──────── Entries supplied
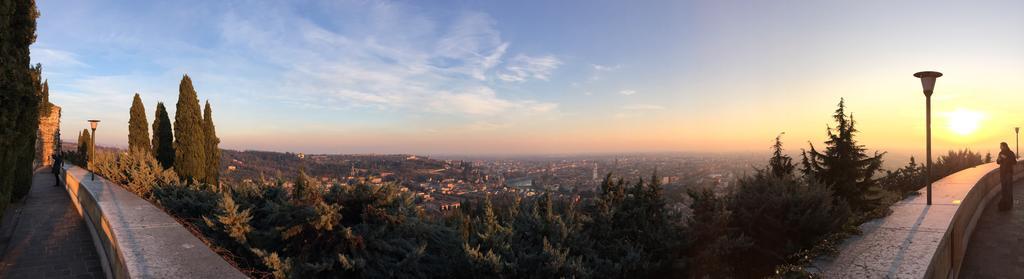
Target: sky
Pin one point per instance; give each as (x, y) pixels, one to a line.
(543, 77)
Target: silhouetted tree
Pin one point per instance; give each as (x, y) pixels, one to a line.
(189, 138)
(212, 151)
(85, 147)
(163, 137)
(845, 165)
(780, 164)
(138, 127)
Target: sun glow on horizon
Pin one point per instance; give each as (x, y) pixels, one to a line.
(965, 122)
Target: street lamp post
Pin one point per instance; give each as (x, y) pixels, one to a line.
(928, 83)
(92, 124)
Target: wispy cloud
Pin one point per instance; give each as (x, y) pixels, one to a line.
(643, 107)
(329, 70)
(603, 68)
(55, 58)
(523, 67)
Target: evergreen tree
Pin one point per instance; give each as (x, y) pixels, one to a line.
(18, 96)
(212, 151)
(138, 130)
(189, 141)
(85, 147)
(845, 165)
(779, 165)
(163, 137)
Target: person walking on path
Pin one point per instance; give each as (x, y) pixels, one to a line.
(1007, 161)
(57, 165)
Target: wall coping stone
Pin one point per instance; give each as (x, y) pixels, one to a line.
(920, 240)
(138, 239)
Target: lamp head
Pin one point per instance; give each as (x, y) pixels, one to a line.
(928, 80)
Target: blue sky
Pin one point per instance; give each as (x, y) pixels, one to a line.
(525, 76)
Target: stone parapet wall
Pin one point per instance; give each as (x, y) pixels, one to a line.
(920, 240)
(46, 140)
(136, 239)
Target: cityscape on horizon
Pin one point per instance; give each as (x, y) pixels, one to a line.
(602, 138)
(466, 78)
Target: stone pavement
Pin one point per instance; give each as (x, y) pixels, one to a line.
(996, 245)
(49, 239)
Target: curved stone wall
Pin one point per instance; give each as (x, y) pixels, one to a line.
(137, 239)
(920, 240)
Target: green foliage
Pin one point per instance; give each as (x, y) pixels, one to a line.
(781, 216)
(955, 161)
(163, 137)
(715, 238)
(212, 151)
(138, 127)
(28, 126)
(18, 96)
(909, 178)
(136, 170)
(780, 165)
(189, 138)
(844, 165)
(904, 181)
(84, 146)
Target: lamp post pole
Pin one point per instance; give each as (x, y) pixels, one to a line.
(928, 84)
(92, 150)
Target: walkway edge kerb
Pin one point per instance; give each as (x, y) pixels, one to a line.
(138, 239)
(920, 240)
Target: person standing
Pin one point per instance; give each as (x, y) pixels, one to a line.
(56, 167)
(1007, 161)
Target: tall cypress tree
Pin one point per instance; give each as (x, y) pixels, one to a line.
(18, 96)
(84, 147)
(189, 140)
(845, 165)
(163, 137)
(138, 130)
(212, 152)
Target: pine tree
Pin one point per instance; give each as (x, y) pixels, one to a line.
(189, 140)
(845, 165)
(780, 164)
(138, 130)
(212, 151)
(163, 137)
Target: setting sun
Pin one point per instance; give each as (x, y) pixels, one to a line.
(964, 122)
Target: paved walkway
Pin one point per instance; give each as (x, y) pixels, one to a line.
(49, 239)
(996, 245)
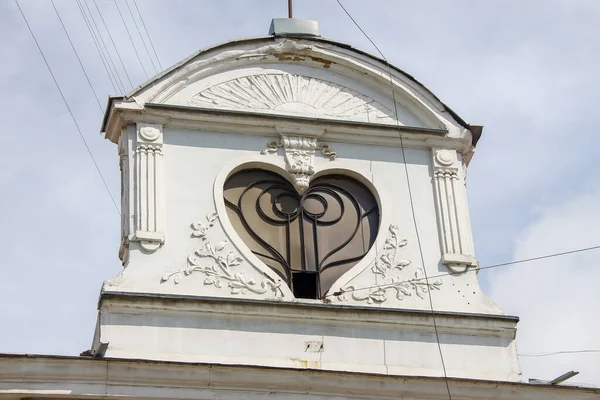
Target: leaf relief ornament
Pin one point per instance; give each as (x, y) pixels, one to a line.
(218, 264)
(389, 268)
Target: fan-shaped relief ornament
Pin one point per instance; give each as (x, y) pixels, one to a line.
(393, 277)
(284, 93)
(220, 265)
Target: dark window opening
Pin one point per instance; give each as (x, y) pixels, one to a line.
(308, 239)
(305, 284)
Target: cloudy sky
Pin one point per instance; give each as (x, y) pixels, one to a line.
(525, 70)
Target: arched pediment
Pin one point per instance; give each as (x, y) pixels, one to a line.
(310, 78)
(290, 94)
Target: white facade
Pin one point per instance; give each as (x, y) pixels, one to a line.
(192, 291)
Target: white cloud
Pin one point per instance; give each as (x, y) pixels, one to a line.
(557, 298)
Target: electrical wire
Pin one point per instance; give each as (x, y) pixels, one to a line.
(437, 336)
(68, 108)
(113, 42)
(96, 44)
(147, 34)
(77, 55)
(131, 39)
(141, 37)
(554, 353)
(105, 47)
(473, 269)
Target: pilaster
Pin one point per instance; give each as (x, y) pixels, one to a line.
(452, 211)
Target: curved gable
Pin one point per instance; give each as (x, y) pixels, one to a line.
(310, 78)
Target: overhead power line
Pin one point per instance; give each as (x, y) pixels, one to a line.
(96, 44)
(113, 43)
(68, 108)
(147, 34)
(564, 253)
(77, 55)
(554, 353)
(410, 196)
(141, 37)
(131, 39)
(105, 48)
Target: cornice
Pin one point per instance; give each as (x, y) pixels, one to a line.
(409, 320)
(238, 122)
(86, 378)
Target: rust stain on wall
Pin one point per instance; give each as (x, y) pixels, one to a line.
(296, 57)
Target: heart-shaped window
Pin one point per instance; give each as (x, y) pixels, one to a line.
(310, 240)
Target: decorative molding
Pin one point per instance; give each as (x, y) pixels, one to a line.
(385, 267)
(285, 93)
(148, 207)
(221, 270)
(453, 218)
(299, 153)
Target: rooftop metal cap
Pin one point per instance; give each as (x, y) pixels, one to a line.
(293, 27)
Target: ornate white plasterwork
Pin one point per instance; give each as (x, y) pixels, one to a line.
(142, 201)
(391, 272)
(222, 269)
(452, 211)
(285, 93)
(300, 157)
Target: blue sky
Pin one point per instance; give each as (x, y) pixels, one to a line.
(527, 71)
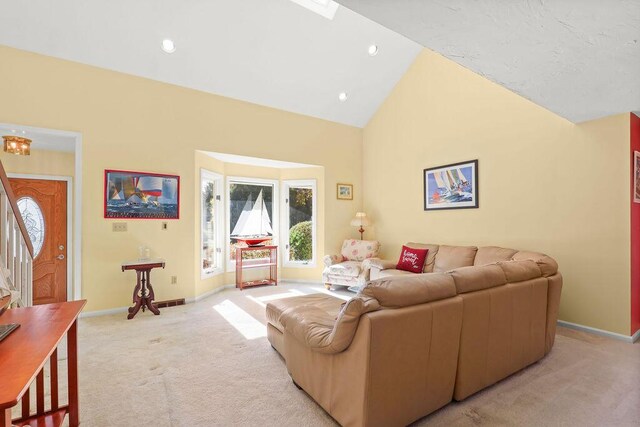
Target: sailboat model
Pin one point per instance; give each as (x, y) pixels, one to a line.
(254, 225)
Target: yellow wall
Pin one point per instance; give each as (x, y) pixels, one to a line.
(545, 184)
(40, 162)
(138, 124)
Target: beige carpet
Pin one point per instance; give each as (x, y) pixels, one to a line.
(191, 367)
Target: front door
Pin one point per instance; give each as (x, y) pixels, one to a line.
(43, 205)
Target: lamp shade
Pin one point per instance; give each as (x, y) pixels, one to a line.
(361, 219)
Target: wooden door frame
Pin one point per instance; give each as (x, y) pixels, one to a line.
(77, 202)
(70, 246)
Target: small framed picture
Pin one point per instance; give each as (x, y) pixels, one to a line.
(452, 186)
(141, 195)
(636, 176)
(345, 192)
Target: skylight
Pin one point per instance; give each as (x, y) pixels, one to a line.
(326, 8)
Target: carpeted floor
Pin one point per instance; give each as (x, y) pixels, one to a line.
(191, 367)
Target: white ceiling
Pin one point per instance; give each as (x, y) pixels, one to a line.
(256, 161)
(578, 58)
(274, 52)
(41, 139)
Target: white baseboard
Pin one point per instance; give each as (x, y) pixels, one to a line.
(209, 293)
(626, 338)
(304, 282)
(103, 312)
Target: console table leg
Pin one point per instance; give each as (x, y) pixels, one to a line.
(72, 364)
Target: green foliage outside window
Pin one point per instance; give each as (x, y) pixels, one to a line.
(301, 242)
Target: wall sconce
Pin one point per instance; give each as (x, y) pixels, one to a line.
(17, 145)
(361, 220)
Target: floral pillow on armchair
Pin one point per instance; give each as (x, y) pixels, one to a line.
(359, 250)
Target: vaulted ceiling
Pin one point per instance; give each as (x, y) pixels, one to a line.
(269, 52)
(580, 59)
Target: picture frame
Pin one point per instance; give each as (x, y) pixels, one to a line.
(141, 195)
(636, 177)
(453, 186)
(344, 191)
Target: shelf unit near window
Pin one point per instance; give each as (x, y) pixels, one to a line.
(270, 263)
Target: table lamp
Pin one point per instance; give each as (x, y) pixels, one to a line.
(361, 220)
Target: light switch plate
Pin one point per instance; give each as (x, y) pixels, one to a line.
(119, 226)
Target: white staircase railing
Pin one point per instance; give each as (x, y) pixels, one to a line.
(16, 251)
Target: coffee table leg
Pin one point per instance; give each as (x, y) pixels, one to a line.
(5, 421)
(137, 299)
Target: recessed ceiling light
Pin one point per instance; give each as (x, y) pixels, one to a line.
(168, 46)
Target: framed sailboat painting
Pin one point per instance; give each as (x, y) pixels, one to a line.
(452, 186)
(141, 195)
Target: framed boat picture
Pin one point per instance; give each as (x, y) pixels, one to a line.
(141, 195)
(452, 186)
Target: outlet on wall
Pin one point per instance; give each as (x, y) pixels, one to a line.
(119, 226)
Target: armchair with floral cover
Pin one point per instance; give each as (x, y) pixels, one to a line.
(351, 267)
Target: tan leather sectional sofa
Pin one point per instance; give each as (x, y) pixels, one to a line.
(406, 346)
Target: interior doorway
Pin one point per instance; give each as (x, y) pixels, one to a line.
(43, 205)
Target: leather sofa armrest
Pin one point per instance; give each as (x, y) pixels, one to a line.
(380, 264)
(329, 260)
(323, 333)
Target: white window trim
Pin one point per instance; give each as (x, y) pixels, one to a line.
(286, 184)
(219, 223)
(275, 223)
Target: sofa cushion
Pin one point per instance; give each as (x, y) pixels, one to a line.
(519, 271)
(346, 268)
(547, 265)
(412, 259)
(326, 303)
(431, 255)
(359, 250)
(411, 289)
(321, 331)
(491, 254)
(475, 278)
(450, 257)
(390, 272)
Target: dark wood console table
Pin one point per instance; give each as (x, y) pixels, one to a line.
(143, 295)
(23, 355)
(271, 263)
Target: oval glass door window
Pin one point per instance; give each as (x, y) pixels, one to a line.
(34, 221)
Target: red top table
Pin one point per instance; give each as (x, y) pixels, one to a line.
(23, 355)
(271, 263)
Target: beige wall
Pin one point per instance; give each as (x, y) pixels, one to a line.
(138, 124)
(545, 184)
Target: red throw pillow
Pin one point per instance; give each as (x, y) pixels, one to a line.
(412, 259)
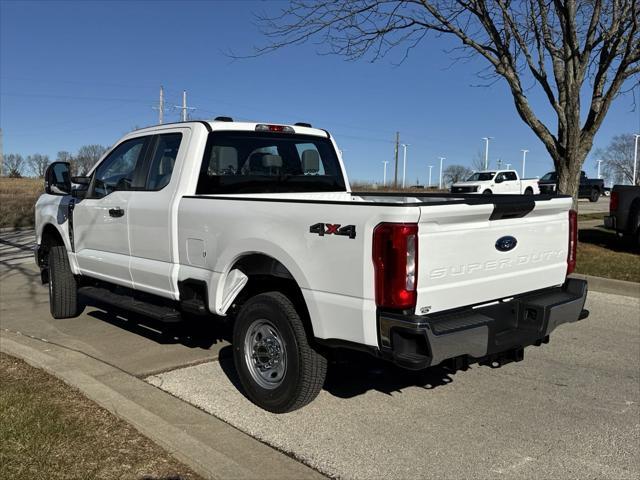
────────────────
**Given request**
Reproduce every line of the data from the line containing "Target: dark wood console table" through the end of the data, adding 87 to each number in the point coordinates. Omit the pictures from your output.

**Result of this exercise**
Target: dark wood console table
Pin one point per instance; give each as (x, y) pixels, one to a line.
(230, 382)
(110, 442)
(358, 350)
Target: oval glass door window
Pin one point per instance; give each as (x, y) pixels, one to a line.
(121, 308)
Target: red top table
Pin one point per instance; give each as (x, y) pixels, one to a line.
(110, 442)
(358, 350)
Target: beige wall
Pin one point per instance; give each as (x, y) pixels, one to a line.
(225, 211)
(632, 271)
Target: red throw pillow
Pin one point per instance; give each as (x, y) pixels, one to a line.
(499, 346)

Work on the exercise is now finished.